Image point grounding data
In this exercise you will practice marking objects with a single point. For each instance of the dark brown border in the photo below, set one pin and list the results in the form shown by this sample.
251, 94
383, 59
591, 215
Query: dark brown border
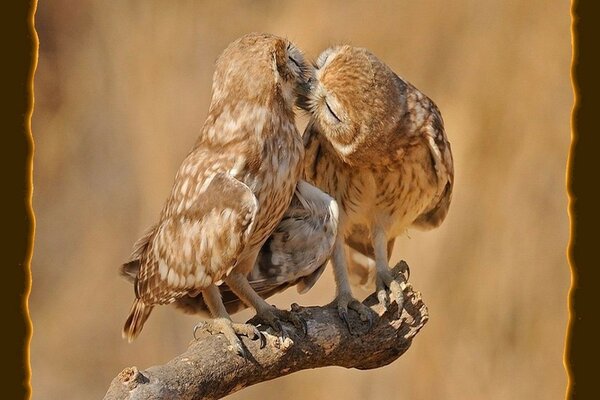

Instructions to follow: Would you set down each line of the data exactly, with no images included?

Solution to the exercise:
In this exercise you will practice marking objects with a single point. For each instance of the dark brown border in the photo below, set one pin and list the results in the form shown by this sample.
251, 94
383, 59
591, 215
Query: dark brown border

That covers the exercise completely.